EXERCISE TEXT:
_ _ _ _
Um, of WHAT cancer? Any cancer? Cause being on the pill reduces your risk of several cancers, so that seems...unlikely. I mean, even if it was "increases 100%" (which would be doubling your risk).
Natter 69: Practically names itself.
Off-topic discussion. Wanna talk about corsets, duct tape, or physics? This is the place. Detailed discussion of any current-season TV must be whitefonted.
I think a 100% increase would mean twice the risk and extrapolating would mean that the risk would be 10 in 8. My guess is that this figure comes from a very narrow and carefully cherry-picked metric.
I think a 100% increase would mean twice the risk and extrapolating would mean that the risk would be 10 in 8. My guess is that this figure comes from a very narrow and carefully cherry-picked metric.
Okay, yeah, that was my first thought. It's just that my second thought was that there's no such thing as ten out of eight women, so clearly I'd done something wrong.
Did I mention the math anxiety? Even when I stumble on the right answer, I immediately proceed to talk myself out of it.
_ _ _ _
INFORMATION PROVIDED:
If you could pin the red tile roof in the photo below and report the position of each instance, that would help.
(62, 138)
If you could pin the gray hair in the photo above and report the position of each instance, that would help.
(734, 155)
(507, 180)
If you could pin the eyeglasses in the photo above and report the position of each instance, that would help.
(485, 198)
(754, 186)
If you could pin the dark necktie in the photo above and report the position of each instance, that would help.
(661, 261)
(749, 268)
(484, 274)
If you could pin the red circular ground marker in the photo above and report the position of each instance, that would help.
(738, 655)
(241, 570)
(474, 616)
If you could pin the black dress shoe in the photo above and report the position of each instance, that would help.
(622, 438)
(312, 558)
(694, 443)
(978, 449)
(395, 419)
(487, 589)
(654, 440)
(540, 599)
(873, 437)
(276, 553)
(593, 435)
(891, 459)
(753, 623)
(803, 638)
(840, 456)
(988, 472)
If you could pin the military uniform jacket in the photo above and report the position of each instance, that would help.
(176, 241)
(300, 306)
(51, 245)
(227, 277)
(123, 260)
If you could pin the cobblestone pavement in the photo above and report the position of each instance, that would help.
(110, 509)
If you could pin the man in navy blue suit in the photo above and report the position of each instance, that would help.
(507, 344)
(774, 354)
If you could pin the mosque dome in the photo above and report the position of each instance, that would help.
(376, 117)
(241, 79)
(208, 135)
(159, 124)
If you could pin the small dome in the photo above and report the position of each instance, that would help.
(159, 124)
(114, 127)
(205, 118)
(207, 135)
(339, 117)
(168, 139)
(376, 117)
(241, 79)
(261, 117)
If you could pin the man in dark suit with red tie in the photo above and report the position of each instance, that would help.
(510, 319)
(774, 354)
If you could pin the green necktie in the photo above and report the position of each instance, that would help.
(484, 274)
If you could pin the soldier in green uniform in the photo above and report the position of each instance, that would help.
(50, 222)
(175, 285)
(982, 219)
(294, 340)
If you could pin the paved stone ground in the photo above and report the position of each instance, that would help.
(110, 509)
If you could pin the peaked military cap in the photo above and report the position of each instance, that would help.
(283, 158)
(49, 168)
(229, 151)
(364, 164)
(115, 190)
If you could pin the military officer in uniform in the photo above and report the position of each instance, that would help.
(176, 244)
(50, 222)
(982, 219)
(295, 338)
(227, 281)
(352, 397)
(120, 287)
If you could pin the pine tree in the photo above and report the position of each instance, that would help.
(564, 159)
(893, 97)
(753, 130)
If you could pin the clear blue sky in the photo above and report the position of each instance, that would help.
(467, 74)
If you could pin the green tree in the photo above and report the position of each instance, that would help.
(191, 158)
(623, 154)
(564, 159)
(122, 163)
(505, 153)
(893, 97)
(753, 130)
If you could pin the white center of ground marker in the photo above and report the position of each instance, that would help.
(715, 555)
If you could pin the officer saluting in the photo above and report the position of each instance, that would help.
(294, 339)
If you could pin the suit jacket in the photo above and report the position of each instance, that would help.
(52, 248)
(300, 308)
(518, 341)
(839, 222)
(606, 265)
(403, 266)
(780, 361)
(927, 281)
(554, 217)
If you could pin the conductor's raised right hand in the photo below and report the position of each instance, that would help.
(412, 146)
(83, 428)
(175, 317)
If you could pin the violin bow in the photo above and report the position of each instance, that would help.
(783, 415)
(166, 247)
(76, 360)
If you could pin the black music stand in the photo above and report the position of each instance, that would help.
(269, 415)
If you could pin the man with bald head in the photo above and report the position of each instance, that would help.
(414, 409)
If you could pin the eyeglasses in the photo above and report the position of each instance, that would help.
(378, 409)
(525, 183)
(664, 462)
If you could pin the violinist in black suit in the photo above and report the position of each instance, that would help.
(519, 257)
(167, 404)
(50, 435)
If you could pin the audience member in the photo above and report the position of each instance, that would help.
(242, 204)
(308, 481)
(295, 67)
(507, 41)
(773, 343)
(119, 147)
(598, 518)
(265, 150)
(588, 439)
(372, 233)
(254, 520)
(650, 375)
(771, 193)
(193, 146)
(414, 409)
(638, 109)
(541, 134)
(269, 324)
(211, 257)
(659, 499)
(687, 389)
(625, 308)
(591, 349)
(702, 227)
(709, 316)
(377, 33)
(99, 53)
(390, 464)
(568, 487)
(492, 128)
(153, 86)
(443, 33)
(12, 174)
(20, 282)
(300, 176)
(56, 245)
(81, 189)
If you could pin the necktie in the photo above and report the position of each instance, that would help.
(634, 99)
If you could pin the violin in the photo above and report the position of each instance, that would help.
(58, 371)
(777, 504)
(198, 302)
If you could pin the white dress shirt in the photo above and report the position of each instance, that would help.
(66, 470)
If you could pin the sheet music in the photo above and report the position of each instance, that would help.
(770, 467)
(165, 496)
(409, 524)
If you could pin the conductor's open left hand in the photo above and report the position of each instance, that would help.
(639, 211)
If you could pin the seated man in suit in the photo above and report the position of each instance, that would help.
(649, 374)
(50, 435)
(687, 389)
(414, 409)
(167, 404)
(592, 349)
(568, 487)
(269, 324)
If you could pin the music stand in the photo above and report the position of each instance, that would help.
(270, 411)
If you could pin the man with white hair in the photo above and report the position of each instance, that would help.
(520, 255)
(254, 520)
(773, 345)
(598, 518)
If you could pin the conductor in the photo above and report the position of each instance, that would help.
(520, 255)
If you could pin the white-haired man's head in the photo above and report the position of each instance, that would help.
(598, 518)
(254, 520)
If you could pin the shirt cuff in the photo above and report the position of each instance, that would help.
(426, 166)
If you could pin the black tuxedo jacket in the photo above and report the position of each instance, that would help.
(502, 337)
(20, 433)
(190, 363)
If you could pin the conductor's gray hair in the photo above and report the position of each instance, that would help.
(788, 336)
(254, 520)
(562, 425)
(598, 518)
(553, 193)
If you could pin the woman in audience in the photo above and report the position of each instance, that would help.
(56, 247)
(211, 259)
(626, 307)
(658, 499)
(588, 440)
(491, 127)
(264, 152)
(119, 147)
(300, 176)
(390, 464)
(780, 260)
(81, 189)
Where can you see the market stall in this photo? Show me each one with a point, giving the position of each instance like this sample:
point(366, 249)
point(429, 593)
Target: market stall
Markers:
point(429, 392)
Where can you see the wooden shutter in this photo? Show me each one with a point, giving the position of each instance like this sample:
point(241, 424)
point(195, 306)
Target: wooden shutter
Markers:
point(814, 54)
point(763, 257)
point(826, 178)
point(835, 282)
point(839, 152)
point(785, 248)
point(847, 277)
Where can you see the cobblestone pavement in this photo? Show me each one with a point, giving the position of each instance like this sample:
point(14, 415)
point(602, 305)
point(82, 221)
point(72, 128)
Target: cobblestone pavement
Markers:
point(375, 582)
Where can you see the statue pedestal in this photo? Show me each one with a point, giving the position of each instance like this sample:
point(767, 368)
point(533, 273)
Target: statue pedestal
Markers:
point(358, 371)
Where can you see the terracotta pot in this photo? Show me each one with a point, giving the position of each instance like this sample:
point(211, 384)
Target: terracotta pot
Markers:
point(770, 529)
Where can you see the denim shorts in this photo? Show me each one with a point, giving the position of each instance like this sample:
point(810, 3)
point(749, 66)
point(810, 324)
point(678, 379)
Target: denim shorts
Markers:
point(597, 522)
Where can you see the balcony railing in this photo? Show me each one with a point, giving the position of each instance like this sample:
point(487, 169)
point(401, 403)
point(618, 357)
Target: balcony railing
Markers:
_ _ _ _
EXERCISE REQUIREMENTS:
Which example subjects does the forum thread's description name as fit for its off-topic discussion? Rely only on the thread.

ANSWER SECTION:
Corsets, duct tape, and physics.